Work order:
Across the entries below, the lines containing "element" should be counted and only their number returned.

------------

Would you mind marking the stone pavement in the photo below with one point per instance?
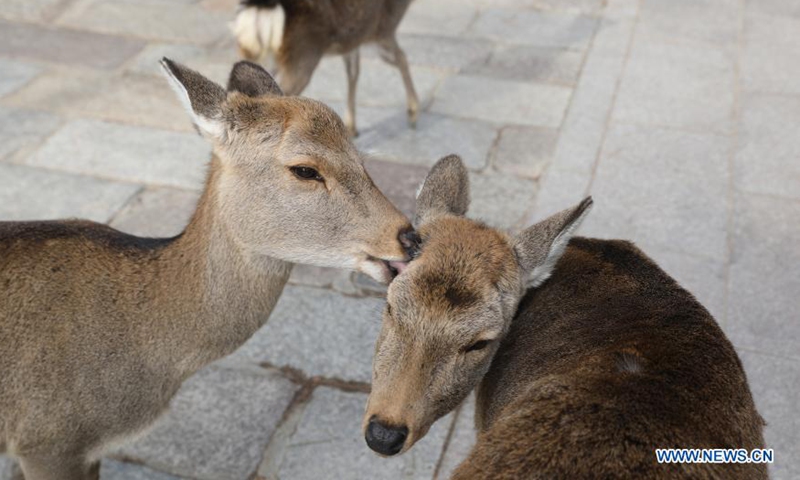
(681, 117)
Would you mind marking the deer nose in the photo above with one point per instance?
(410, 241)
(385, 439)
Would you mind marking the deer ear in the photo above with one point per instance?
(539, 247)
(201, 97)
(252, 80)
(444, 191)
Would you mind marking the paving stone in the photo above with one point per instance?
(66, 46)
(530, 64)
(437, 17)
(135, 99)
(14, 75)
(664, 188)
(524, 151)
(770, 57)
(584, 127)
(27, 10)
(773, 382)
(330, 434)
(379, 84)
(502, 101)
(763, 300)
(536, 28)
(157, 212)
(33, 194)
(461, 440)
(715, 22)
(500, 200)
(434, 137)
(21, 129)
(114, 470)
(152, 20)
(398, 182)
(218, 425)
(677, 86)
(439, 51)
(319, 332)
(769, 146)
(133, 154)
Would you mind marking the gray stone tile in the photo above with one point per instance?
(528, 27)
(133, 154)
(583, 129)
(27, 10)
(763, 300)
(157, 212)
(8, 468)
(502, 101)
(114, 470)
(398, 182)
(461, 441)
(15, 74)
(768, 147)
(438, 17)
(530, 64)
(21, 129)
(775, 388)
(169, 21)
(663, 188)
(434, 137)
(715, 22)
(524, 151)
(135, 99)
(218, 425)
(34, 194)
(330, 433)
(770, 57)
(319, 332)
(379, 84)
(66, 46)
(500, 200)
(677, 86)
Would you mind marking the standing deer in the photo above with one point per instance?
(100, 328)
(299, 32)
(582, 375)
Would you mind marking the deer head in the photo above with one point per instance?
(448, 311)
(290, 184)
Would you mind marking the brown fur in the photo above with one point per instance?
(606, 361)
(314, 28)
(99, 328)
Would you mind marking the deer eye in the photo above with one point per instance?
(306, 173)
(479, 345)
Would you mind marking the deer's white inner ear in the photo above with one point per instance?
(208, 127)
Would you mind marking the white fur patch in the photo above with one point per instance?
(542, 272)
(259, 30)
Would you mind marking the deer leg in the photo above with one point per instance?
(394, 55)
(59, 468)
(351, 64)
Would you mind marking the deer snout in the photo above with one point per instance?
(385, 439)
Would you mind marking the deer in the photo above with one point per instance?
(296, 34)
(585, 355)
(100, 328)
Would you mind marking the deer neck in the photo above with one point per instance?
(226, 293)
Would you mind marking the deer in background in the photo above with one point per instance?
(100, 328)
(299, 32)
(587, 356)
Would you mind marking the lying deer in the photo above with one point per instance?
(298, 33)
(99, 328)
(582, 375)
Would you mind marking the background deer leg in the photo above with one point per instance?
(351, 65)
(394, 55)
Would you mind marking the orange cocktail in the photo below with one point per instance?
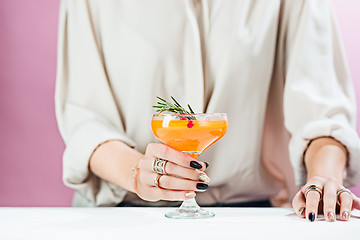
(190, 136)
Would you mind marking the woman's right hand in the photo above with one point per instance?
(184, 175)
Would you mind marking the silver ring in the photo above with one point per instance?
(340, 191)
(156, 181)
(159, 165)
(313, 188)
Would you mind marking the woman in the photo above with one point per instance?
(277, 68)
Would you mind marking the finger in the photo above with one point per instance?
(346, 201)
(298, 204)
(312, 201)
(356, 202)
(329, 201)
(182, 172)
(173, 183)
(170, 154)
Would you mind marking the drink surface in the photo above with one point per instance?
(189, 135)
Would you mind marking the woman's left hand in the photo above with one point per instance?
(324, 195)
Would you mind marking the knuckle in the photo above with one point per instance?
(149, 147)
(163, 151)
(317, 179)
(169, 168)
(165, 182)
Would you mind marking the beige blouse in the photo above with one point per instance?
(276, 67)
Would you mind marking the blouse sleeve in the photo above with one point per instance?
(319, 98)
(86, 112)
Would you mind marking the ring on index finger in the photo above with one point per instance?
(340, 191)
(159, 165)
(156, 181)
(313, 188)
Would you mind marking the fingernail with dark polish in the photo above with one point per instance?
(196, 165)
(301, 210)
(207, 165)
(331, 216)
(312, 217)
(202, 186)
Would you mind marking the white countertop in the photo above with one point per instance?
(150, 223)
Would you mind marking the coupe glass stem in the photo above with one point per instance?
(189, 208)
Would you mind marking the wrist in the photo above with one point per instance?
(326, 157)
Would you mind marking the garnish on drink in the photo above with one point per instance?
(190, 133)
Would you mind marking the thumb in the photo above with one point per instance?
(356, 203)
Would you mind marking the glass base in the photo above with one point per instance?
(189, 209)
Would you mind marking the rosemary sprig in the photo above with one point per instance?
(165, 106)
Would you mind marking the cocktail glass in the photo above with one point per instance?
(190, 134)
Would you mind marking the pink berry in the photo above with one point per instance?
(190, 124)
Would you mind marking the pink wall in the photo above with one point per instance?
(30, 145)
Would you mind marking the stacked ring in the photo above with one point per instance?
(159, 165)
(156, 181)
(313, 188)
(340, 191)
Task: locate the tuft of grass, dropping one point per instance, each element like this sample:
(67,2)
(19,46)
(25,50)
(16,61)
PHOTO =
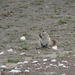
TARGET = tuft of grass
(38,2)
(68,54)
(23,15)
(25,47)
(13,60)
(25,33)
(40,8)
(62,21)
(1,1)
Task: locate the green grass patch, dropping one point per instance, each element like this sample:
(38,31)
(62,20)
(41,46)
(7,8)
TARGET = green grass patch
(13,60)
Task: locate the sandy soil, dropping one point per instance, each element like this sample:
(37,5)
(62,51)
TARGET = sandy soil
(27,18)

------------

Output for this task:
3